__THE TASK__.
Show each line of the data below that has the string "hair" in it.

__STUDY MATERIAL__.
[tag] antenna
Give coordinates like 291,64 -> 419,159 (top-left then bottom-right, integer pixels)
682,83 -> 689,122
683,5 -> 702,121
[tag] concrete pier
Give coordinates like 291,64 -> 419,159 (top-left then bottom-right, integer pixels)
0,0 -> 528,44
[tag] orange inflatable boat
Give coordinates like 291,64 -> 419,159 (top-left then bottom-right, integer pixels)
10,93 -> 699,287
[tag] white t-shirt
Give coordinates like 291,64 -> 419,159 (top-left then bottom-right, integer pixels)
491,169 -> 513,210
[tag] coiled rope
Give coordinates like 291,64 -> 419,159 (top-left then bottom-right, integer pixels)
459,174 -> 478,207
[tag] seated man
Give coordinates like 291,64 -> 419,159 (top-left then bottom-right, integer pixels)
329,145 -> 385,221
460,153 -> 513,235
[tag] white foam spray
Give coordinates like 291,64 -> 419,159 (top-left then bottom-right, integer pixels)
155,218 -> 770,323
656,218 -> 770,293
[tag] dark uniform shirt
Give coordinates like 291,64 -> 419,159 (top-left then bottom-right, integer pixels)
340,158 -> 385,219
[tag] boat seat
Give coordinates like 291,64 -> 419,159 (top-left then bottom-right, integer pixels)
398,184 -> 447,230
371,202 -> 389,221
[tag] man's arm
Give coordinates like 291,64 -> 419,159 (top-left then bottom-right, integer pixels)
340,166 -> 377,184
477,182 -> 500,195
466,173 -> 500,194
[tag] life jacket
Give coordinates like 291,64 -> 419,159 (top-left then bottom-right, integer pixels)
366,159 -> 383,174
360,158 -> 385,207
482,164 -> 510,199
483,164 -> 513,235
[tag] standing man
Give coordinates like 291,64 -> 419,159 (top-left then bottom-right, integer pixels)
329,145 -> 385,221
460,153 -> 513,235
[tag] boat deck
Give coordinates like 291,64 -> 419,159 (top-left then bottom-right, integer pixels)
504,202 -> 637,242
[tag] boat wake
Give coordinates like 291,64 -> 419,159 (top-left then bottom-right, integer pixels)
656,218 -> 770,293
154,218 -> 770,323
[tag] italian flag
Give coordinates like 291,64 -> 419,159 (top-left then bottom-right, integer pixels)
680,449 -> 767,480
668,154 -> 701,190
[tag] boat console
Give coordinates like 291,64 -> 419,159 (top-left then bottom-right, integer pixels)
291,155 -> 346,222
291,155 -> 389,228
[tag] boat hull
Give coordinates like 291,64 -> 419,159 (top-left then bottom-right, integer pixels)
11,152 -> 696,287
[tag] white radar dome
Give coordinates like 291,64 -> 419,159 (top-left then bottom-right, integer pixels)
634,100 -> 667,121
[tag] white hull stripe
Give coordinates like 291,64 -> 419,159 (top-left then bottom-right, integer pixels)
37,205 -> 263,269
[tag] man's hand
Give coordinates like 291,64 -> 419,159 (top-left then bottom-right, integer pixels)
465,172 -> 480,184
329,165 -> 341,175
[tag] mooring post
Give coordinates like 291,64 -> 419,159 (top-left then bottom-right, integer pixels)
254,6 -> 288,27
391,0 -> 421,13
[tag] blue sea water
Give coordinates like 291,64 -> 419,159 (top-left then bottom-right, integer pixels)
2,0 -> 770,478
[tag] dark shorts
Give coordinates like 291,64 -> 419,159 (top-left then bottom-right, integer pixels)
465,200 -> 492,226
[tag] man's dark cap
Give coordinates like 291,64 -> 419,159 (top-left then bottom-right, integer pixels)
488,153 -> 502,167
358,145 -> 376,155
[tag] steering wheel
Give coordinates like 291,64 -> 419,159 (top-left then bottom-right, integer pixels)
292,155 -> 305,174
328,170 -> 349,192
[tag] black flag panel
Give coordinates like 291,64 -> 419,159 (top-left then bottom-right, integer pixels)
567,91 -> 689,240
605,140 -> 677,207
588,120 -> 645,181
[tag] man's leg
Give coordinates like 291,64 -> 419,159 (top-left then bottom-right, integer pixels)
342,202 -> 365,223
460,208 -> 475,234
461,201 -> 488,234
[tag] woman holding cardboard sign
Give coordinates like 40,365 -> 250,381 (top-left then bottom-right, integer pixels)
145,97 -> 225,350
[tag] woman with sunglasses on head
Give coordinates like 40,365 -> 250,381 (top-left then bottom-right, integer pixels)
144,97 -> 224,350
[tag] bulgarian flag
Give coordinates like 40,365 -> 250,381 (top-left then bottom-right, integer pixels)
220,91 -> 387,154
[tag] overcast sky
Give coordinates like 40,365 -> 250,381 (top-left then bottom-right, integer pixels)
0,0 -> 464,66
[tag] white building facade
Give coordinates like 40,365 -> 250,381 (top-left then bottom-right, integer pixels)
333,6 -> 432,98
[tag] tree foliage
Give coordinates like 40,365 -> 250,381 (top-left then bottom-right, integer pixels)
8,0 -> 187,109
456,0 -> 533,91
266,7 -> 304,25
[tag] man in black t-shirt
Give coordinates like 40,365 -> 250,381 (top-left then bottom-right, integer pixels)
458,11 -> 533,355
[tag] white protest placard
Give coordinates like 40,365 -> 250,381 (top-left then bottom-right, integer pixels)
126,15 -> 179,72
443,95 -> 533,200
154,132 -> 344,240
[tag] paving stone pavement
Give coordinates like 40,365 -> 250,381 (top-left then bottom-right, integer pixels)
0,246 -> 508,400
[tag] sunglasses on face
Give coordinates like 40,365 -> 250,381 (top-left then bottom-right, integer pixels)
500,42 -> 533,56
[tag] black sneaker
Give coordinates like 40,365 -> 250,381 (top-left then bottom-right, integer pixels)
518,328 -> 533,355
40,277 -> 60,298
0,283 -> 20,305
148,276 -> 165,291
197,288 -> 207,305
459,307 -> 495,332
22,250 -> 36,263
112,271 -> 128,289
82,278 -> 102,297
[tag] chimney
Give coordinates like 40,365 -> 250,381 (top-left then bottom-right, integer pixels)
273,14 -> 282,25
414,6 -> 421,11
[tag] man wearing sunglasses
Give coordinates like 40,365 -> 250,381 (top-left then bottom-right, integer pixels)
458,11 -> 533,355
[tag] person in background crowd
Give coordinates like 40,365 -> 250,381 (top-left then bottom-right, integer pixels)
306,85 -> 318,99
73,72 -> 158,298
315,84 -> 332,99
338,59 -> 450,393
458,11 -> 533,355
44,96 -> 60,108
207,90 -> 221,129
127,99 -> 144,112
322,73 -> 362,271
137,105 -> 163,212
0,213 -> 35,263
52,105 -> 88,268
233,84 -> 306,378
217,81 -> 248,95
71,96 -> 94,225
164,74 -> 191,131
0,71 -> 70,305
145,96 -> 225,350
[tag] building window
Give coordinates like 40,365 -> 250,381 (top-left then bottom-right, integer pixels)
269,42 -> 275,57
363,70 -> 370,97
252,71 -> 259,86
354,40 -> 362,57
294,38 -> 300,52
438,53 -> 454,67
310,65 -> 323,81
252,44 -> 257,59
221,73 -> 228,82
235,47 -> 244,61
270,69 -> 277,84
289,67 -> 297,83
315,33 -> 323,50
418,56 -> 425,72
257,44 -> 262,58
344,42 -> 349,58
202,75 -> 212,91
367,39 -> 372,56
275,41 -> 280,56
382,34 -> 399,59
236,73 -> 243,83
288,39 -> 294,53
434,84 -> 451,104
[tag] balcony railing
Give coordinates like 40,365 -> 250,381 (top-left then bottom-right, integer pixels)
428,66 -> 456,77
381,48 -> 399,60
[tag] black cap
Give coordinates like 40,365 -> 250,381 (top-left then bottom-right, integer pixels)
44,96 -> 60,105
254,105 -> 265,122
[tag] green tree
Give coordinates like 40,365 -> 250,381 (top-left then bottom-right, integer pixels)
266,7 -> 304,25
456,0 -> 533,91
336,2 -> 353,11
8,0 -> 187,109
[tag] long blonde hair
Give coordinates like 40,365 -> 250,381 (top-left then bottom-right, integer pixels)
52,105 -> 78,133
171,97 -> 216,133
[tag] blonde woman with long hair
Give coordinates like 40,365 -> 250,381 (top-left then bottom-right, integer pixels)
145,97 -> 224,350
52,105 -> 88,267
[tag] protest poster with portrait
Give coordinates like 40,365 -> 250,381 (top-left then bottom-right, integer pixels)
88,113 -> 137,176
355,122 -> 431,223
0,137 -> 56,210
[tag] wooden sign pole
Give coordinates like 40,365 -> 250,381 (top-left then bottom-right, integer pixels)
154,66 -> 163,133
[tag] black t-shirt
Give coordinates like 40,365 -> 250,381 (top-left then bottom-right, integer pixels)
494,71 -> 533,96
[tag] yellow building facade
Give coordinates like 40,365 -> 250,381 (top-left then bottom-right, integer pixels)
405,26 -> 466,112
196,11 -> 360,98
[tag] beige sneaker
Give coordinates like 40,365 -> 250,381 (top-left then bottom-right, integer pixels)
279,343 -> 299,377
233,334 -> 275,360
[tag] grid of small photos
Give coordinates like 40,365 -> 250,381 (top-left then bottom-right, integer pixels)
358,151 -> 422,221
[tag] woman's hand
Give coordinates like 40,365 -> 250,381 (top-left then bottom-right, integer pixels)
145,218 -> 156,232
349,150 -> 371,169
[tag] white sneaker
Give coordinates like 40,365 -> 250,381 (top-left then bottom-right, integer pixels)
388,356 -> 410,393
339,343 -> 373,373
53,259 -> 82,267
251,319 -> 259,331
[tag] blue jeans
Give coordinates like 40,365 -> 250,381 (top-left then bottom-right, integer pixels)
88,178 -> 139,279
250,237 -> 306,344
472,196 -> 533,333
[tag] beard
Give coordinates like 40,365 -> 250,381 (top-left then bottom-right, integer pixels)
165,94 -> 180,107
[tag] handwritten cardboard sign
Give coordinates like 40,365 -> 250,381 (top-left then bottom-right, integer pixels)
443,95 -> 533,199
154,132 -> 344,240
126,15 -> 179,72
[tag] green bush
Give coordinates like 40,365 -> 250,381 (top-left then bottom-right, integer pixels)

__RESULT__.
[tag] long blonde hair
[tag] blonde woman with long hair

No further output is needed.